TASK DIRECTIONS:
Give back all of the material below, line for line, with nothing changed.

===

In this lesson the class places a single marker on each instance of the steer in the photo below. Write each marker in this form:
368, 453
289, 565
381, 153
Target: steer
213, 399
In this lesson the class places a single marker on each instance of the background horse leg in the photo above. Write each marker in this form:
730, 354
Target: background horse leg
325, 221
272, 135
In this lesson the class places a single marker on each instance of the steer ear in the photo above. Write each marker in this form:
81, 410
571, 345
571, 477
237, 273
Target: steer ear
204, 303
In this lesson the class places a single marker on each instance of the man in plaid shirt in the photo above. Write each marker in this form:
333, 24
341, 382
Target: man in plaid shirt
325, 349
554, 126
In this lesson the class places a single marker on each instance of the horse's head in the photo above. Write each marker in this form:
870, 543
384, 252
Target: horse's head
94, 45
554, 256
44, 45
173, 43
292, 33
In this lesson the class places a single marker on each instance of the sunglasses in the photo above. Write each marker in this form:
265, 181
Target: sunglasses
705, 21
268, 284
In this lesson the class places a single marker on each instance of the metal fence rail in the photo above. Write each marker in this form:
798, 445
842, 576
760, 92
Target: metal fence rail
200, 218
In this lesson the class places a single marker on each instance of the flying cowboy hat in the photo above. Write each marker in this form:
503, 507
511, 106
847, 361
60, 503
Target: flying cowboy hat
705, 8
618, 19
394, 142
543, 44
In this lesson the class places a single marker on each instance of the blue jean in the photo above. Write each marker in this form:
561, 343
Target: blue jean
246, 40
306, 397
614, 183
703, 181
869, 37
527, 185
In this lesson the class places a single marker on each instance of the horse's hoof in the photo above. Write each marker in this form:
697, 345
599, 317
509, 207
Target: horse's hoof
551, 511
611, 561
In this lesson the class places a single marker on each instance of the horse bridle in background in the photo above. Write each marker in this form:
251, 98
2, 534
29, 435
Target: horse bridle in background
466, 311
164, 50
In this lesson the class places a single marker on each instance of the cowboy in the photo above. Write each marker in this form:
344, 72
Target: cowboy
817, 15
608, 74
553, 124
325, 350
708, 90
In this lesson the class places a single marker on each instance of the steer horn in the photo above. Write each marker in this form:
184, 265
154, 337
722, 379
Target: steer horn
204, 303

===

ANSWER TO THIS EXERCISE:
In this lesson the class places a single marker on each instance of the steer in the photo below. Write each marker in this form:
368, 453
289, 565
381, 153
Target: steer
213, 399
In this lesson the class places a single marker on each instance of the background horse leg in the photo above. Write each marker in this form:
730, 354
Target: background horse leg
325, 221
272, 135
In this lesson the class places a single marker on each instance of the steer ear in the photo above. Write each marker in this form:
81, 410
571, 345
571, 477
237, 273
Target: steer ear
204, 303
In this lesson the class places a single marker on each instance of the man in plaid shirt in the photo above. Write each marker in this form:
333, 24
341, 382
Target: man in plaid shirt
325, 349
554, 126
In this lesson the class places a single marker on each instance of the horse's head in the photo above. Write each marker in this form:
870, 543
384, 252
Target: horse's head
94, 45
554, 256
44, 45
173, 43
292, 33
In this lesson the class places a single marker on each instance of the sunglasses in the photo above. Write each marker in this form:
265, 181
Target: sunglasses
705, 21
268, 284
In this lesson the class places a single marker on each instance of the metal fence rail in the photo above. Write each marker in this form:
798, 445
842, 576
760, 92
Target: metal fence rail
200, 218
In this lesson the class places a single marker on each instance of the flying cowboy hat in the photo above. Write each marker in this form:
503, 507
511, 106
847, 361
60, 503
Target: flying cowboy hat
705, 8
618, 19
394, 142
543, 44
In this lesson the class places a single marker on each instance of the blue jean in the photo above. Write each marker in this form:
561, 343
Target: blue jean
246, 40
306, 397
614, 183
703, 181
869, 37
527, 185
In this lesson the class places a single marker on each instance of the horse's hoof in the photo above. Write each marker in this form:
697, 345
599, 317
509, 207
Target: horse's hoof
551, 511
611, 561
In this lesson the class places a single marker on each instance of the horse bridle in background in the photo above. Write each marker in this form:
251, 98
2, 534
29, 435
Target: horse bridle in background
466, 311
164, 50
In this lesson the class places a single marker on each instance of the cowboy in the photo above. Write each marker in this form:
344, 72
Target: cowboy
817, 15
608, 74
553, 124
325, 350
708, 90
In this lesson the class places a single marker on each instance of the steer horn in the photo above. Write each marker in this form:
184, 265
154, 337
722, 379
Target: steer horn
204, 303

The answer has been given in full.